Jombang, Cyberdakwah — Perjalanan bangsa Indonesia sebelum dan setelah kemerdekaan, bahkan hingga kini tidak pernah lepas dari kiprah Nahdlatul Ulama. Dengan pandangan Islam yang khas, tidak sedikit yang ingin belajar kepada Indonesia.
Rentang waktu yang demikian panjang sejak proses islamisasi di Tanah Air yang demikian kondusif yakni tanpa kekerasan, menjadikan Islam memiliki penganut yang demikian besar. Proses tarik ulur antara keinginan menjadikan Islam sebagai dasar negara yang dipungkasi dengan tidak adanya keinginan mendirikan negara Islam, menjadikan Indonesia semakin kondusif. “Inilah yang akhirnya menjadikan banyak negara di dunia ingin belajar kepada Islam di Indonesia,” kata H Abdul Halim Iskandar, Senin (5/1/2015).
Ketua DPRD Jawa Timur ini menyampaikan pandangannya dalam kegiatan pendalaman Aswaja untuk para guru dalam rangkaian haul kelima KH Abdurrahman Wahid (Gus Dur) yang diselenggarakan PC LP Ma’arif NU Jombang . Kegiatan yang diikuti tiga ratus peserta utusan sejumlah sekolah dan madrasah di bawah naungan Ma’arif ini berlangsung di Masjid Ar-Ribat Jogoroto.
Gus Halim, sapaan akrabnya menandaskan bahwa Islam Aswaja ala NU telah menyelamatkan Indonesia dari berbagai konflik dan perpecahan. Mengapa hal ini bisa terjadi? Setidaknya ada sejumlah hal yang menjadikan kondisi ini bisa sesuai harapan. “Perilaku keberagamaan, ketatanegaraan serta kehidupan berbangsa berjalan dengan baik,” katanya.

- PETUNJUK TUGAS -
a. Jawablah pertanyaan berikut berdasarkan berita tentang Nahdlatul Ulama di atas.
(i) Siapa yang mengatakan bahwa banyak negara di dunia ingin belajar kepada Islam di Indonesia?
(ii) Di masjid mana kegiatan pendalaman Aswaja untuk para guru itu berlangsung?
(iii) Berapa jumlah peserta yang mengikuti kegiatan tersebut?
b. Tuliskan lanjutan berita tentang Nahdlatul Ulama di atas, dimulai setelah kalimat terakhirnya.

- Catatan dataset -
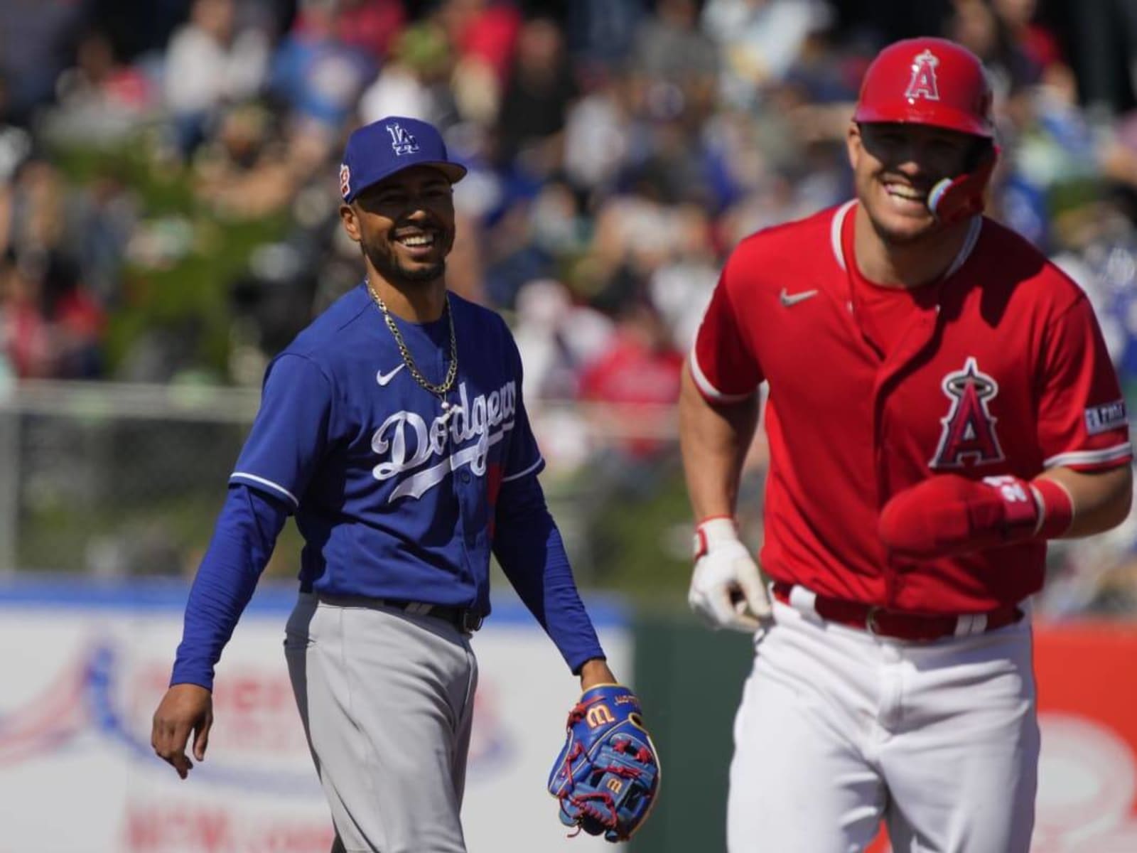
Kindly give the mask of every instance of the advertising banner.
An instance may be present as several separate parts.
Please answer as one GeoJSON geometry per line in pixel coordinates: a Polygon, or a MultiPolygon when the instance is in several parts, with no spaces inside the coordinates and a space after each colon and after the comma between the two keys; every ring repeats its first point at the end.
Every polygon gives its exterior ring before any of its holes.
{"type": "MultiPolygon", "coordinates": [[[[72,581],[77,583],[77,581],[72,581]]],[[[520,604],[475,635],[463,822],[471,853],[600,850],[546,793],[579,681],[520,604]]],[[[332,831],[284,665],[294,594],[262,589],[218,666],[206,761],[181,780],[150,720],[185,588],[0,589],[0,853],[327,853],[332,831]]],[[[591,606],[613,670],[619,612],[591,606]]]]}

- JAWABAN PER TUGAS -
a.
(i) H Abdul Halim Iskandar.
(ii) Di Masjid Ar-Ribat Jogoroto.
(iii) Tiga ratus peserta.

b.
Dengan perilaku keberagamaan Islam ala NU, maka suasana di Tanah Air dapat berjalan dengan baik. “Coba bayangkan kalau yang mengemuka di negara kita adalah kelompok Islam garus keras, tentu suasananya tidak akan seperti ini,” kata kakak kandung Muhaimin Iskandar ini.
Demikian juga dalam ketatanegaraan dan kehidupan berbangsa, yang lebih dominan adalah Islam yang menghargai perbedaan, dengan sejumlah prinsip keagamaan yang mendukung. “Konsep tasamuh, i’tidal, tawazun menjadi garansi bagi kondusifnya suasana di Indonesia,” terangnya.
“Dengan Islam seperti inilah maka keberadaan ideologi Aswaja ala NU bukan hanya sebagai pelengkap dalam konteks keberagamaan, berbangsa dan bernegara, namun menjadi kekuatan dominan sehingga Indonesia bisa lebih tenang,” terang Gus Halim. Karenanya tidak salah kalau saat ini Islam Indonesia akan menjadi kiblat dunia, bukan lagi negara muslim di Timur Tengah, lanjutnya.
Kendati telah memiliki kelebihan tersebut, keberlangsungan bagi Indonesia yang damai bukannya tanpa ancaman. “Kemunculan ancaman dari ISIS untuk melakukan perang terbuka dengan pihak keamanan adalah bukti bahwa keadaan bisa berubah,” ingatnya. Siapa yang bisa menjamin bahwa keadaan damai seperti ini bisa tetap terjaga dalam kurun waktu yang lama, lanjutnya.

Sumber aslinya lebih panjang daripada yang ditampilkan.